(Beginning of Data provided)

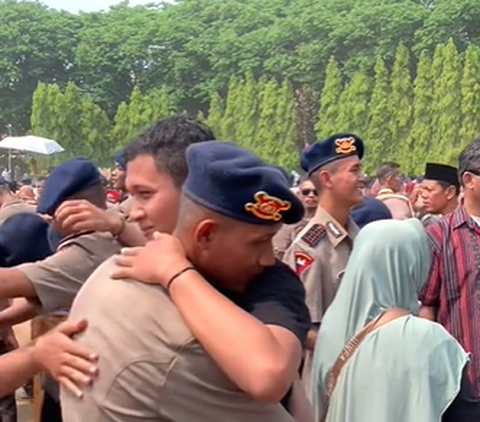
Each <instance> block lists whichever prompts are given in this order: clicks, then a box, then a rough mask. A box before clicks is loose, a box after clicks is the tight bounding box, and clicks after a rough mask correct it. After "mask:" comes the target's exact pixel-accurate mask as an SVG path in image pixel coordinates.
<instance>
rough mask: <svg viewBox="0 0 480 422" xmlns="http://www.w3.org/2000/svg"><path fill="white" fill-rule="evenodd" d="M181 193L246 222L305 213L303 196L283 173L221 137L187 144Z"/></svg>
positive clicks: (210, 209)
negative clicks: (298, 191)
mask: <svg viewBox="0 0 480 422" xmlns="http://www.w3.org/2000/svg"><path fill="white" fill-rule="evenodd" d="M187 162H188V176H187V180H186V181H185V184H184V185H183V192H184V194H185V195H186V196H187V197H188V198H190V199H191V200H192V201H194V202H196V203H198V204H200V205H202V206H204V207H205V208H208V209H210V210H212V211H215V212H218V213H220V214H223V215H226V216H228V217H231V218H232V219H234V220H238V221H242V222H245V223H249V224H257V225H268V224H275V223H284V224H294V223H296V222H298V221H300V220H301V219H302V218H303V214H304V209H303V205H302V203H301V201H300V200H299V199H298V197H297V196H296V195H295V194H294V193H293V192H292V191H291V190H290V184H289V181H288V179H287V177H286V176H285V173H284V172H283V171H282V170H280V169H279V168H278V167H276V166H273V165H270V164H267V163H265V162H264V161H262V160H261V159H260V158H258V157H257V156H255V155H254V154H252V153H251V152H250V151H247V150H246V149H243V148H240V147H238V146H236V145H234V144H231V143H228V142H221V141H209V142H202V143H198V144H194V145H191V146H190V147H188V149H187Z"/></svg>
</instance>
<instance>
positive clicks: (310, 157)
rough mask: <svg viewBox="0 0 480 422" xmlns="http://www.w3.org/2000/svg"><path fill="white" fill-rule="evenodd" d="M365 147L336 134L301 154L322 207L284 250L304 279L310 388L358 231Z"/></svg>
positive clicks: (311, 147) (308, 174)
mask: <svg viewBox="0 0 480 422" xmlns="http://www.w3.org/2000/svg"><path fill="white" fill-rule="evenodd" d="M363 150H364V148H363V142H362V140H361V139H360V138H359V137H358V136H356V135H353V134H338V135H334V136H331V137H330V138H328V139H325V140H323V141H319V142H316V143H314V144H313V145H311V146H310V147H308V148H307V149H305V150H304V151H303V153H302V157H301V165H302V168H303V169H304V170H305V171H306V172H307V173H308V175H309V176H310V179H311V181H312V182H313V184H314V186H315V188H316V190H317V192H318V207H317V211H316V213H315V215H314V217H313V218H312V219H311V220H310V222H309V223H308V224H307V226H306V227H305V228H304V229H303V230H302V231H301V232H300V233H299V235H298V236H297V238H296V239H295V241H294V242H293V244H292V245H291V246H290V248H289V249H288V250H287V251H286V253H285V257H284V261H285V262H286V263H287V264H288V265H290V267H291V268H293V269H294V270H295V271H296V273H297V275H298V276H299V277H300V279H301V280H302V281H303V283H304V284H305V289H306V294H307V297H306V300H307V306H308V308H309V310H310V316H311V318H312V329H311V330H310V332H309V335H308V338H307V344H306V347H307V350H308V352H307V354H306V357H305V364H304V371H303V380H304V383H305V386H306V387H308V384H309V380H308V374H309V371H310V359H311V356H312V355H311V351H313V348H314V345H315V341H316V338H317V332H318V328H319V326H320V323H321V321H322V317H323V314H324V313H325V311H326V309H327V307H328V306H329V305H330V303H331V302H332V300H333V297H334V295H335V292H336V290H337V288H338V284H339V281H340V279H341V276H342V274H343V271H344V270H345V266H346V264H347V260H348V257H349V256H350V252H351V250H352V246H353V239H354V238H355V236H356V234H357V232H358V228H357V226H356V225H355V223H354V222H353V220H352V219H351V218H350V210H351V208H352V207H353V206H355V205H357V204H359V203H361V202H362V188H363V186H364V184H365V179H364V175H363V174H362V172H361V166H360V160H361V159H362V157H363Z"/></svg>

(End of Data provided)

- _Activity_:
Put the lines of the records from the line containing "</instance>" through the line containing "positive clicks: (311, 147) (308, 174)", both included, into a numbered list, omitting any blank lines.

- _Answer space_:
1. </instance>
2. <instance>
3. positive clicks: (310, 157)
4. rough mask: <svg viewBox="0 0 480 422" xmlns="http://www.w3.org/2000/svg"><path fill="white" fill-rule="evenodd" d="M365 147L336 134L301 154L322 207L284 250L304 279L310 388L358 231Z"/></svg>
5. positive clicks: (311, 147) (308, 174)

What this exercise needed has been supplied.